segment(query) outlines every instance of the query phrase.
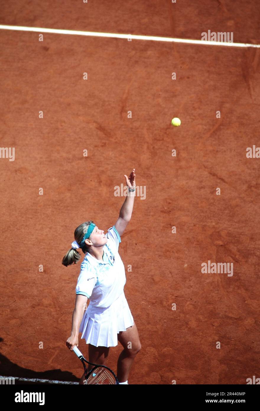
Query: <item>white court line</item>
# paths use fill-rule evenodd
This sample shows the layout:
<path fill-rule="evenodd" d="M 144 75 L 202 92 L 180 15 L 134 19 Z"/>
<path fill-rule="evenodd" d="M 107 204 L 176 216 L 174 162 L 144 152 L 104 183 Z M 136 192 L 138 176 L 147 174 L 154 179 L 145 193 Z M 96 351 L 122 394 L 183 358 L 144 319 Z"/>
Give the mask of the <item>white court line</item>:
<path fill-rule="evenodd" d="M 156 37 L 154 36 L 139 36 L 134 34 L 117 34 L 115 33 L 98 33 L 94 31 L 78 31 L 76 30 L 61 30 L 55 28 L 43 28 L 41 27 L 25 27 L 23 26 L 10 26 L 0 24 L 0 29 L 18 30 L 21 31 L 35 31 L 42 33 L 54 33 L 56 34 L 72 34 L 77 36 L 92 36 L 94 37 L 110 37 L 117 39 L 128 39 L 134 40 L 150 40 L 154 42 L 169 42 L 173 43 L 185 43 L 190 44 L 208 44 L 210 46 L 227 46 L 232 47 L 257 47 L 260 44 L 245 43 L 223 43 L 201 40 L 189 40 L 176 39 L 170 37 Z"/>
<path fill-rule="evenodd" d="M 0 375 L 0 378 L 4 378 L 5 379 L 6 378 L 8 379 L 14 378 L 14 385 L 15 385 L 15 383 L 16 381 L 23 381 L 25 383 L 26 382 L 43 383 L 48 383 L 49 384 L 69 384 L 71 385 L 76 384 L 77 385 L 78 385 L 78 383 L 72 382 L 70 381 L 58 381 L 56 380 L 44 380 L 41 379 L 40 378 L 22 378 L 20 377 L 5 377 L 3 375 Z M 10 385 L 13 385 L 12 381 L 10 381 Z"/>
____________________
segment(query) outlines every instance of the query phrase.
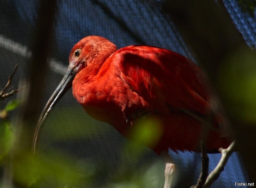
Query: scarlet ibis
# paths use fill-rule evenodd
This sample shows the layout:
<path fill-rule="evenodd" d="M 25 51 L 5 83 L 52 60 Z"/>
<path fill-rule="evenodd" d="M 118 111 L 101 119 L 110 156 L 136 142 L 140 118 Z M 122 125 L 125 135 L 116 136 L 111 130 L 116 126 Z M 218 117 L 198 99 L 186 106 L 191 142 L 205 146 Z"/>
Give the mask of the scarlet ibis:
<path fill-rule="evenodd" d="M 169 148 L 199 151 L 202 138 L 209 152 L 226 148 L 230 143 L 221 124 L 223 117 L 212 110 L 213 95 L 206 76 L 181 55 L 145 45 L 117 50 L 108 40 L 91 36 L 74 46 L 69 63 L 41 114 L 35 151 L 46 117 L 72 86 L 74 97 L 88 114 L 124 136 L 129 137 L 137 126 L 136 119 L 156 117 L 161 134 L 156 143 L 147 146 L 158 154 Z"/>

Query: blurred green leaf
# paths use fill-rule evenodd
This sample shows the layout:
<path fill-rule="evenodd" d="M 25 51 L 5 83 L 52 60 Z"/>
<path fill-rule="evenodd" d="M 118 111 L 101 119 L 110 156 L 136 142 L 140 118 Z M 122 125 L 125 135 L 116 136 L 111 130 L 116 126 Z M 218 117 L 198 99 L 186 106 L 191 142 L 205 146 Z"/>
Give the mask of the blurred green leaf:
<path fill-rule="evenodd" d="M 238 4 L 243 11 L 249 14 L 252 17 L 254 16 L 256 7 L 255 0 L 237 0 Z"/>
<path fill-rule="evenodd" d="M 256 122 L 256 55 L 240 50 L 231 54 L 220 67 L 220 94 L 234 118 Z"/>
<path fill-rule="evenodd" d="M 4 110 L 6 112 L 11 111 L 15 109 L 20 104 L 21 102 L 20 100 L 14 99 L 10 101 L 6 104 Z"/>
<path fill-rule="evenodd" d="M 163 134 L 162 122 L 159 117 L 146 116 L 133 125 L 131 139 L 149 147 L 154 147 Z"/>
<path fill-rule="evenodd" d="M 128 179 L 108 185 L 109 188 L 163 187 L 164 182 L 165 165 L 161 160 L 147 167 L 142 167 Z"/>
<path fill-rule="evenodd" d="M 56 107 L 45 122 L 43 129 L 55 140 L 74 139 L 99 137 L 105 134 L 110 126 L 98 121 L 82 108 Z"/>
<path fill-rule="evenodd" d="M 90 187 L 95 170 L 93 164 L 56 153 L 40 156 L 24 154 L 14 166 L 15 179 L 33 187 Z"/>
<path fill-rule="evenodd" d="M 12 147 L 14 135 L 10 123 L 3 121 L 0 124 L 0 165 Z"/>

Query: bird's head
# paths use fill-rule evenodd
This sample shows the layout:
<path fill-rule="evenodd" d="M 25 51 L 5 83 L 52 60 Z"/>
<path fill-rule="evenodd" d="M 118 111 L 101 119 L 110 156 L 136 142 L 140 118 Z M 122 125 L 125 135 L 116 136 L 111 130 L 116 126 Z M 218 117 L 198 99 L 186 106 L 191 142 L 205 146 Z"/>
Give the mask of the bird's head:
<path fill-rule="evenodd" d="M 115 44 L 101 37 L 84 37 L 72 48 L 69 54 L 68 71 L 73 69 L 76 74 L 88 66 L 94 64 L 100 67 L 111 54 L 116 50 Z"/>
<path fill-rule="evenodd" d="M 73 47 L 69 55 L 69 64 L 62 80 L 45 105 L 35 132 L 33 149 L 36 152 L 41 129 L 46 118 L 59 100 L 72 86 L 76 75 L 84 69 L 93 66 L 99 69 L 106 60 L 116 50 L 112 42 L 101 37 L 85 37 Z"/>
____________________
Repeat verbatim the lines of the material from the line containing "Query: blurred green leaf" to the line containing "256 122 L 256", including both of those lines.

RESPONSE =>
Query: blurred green leaf
# paths use fill-rule evenodd
This sample shows the layout:
<path fill-rule="evenodd" d="M 25 51 L 5 83 L 52 60 Z"/>
<path fill-rule="evenodd" d="M 118 111 L 101 119 L 110 156 L 136 142 L 140 118 Z M 122 125 L 125 135 L 116 136 L 111 130 L 116 126 Z M 218 117 L 198 99 L 186 106 L 191 142 L 205 146 Z"/>
Give the mask of the blurred green leaf:
<path fill-rule="evenodd" d="M 238 4 L 243 11 L 249 14 L 252 17 L 254 16 L 256 7 L 255 0 L 237 0 Z"/>
<path fill-rule="evenodd" d="M 256 122 L 256 55 L 240 50 L 231 54 L 220 67 L 220 94 L 234 118 Z"/>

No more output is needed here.